Report every line of the listing below that holds the word "mouth".

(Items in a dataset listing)
▼

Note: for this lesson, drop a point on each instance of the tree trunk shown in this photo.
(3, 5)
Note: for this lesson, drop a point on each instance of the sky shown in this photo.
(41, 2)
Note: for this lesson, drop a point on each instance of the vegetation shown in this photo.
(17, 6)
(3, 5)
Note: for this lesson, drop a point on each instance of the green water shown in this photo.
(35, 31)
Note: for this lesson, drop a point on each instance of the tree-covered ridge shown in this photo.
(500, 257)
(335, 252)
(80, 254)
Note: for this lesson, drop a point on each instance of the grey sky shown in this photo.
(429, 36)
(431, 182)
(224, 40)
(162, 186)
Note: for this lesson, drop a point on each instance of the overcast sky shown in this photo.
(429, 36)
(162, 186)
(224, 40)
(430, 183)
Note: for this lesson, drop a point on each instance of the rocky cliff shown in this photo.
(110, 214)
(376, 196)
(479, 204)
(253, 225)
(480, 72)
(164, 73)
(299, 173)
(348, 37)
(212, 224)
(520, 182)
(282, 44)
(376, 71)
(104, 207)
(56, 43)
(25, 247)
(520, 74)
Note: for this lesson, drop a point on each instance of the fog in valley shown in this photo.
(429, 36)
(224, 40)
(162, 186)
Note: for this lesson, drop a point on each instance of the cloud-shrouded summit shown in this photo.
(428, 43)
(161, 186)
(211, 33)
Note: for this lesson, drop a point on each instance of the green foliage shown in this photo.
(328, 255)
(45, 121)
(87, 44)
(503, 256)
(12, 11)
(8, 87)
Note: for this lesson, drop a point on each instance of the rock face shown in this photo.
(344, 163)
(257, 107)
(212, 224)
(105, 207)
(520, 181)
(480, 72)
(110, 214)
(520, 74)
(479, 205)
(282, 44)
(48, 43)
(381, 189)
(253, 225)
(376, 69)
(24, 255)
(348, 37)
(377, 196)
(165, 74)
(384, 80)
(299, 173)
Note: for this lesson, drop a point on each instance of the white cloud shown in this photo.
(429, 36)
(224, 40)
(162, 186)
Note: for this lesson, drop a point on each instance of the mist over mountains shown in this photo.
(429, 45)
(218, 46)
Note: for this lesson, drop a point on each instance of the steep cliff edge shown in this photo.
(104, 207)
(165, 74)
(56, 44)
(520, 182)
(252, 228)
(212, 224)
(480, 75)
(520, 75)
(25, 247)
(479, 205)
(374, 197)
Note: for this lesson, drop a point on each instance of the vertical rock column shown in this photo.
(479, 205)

▲
▼

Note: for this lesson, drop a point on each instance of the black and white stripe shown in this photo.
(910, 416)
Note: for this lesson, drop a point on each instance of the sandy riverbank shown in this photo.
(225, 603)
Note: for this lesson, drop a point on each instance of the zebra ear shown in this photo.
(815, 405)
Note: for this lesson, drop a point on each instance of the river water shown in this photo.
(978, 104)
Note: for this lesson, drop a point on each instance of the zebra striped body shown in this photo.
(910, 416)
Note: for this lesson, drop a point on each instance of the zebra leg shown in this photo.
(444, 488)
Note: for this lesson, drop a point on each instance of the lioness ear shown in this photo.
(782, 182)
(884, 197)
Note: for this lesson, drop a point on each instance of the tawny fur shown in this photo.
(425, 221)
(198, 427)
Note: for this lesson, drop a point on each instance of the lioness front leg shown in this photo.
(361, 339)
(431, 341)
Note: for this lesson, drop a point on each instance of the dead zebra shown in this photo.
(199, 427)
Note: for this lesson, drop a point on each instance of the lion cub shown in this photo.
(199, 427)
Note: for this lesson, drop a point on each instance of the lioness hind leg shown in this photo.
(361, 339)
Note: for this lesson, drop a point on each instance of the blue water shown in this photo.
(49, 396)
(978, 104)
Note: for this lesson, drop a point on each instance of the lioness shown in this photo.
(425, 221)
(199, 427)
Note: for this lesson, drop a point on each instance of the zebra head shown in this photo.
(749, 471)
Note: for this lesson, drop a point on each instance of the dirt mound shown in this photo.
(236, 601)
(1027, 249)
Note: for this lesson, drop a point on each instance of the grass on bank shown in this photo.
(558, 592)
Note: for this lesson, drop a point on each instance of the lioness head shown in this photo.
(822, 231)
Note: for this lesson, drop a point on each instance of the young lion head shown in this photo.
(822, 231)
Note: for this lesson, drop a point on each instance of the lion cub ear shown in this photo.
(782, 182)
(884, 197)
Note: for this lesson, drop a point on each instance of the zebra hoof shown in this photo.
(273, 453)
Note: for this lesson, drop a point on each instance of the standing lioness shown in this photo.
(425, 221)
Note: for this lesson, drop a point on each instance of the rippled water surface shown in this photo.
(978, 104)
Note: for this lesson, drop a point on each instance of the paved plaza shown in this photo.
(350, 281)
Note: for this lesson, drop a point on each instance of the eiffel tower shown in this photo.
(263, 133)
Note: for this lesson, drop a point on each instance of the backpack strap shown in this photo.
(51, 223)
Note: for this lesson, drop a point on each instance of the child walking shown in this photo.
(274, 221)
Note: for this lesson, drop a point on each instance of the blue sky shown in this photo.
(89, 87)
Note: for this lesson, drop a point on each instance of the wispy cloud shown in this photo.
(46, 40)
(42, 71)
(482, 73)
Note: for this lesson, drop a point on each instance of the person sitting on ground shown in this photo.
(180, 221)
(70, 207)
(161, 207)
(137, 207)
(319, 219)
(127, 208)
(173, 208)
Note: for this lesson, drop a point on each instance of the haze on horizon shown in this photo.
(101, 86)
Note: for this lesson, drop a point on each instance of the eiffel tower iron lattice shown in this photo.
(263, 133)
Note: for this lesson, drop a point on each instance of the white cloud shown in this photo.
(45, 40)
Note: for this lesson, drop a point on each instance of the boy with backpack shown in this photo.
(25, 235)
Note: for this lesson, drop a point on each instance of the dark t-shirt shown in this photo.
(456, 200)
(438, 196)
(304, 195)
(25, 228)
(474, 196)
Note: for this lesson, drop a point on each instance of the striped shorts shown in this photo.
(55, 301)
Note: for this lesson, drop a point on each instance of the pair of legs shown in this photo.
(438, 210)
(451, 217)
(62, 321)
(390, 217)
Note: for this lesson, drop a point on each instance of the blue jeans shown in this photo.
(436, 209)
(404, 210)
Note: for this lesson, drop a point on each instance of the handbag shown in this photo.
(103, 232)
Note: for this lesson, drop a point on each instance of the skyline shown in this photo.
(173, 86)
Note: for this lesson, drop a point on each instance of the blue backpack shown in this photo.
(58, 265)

▲
▼

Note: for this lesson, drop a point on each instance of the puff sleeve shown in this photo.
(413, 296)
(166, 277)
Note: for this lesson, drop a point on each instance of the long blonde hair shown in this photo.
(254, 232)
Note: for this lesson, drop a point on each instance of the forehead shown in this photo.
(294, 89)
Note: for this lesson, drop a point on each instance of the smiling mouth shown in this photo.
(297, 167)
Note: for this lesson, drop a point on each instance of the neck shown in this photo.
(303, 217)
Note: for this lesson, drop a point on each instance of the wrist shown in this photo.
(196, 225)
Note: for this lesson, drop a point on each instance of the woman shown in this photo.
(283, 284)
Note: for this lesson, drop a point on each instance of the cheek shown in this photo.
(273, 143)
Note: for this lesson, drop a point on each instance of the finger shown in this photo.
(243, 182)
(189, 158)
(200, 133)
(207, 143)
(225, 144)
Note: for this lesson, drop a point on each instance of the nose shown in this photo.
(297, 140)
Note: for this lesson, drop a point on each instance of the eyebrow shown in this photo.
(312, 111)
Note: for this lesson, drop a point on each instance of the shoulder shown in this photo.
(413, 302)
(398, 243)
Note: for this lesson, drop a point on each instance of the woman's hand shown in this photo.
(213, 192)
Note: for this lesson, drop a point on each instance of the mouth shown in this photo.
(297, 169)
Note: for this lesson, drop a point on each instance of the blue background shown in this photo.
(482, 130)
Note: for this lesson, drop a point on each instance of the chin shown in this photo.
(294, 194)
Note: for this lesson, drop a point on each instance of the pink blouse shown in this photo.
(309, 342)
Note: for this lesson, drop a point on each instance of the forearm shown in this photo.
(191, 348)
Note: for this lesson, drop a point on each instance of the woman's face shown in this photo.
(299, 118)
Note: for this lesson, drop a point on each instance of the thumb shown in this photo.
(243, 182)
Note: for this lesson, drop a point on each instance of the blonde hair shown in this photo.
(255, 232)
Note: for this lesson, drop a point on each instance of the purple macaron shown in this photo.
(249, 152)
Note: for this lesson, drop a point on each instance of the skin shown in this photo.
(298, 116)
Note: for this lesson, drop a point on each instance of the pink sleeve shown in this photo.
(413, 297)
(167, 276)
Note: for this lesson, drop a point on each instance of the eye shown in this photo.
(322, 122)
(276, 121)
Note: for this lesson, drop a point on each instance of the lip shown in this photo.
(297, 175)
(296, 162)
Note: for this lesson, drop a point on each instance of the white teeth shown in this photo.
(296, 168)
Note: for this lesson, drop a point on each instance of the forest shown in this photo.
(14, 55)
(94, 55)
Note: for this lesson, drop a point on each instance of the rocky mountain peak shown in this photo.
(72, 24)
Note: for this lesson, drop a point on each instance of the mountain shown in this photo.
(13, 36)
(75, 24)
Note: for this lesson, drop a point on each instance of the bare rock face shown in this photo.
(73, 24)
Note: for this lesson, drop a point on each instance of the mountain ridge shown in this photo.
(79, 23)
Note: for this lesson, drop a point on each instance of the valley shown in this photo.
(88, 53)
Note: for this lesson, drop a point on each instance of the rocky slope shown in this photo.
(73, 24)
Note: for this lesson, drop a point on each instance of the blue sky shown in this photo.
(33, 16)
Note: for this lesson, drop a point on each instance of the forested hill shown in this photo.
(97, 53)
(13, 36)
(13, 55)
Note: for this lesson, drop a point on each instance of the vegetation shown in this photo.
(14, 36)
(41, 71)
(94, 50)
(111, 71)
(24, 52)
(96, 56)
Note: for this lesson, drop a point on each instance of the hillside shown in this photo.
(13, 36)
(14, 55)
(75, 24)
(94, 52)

▲

## The result
Note: for this lesson, drop a point on each instance of the smiling mouth shown in this photo.
Note: for this lesson, drop a point on each instance of the mouth shown in this photo.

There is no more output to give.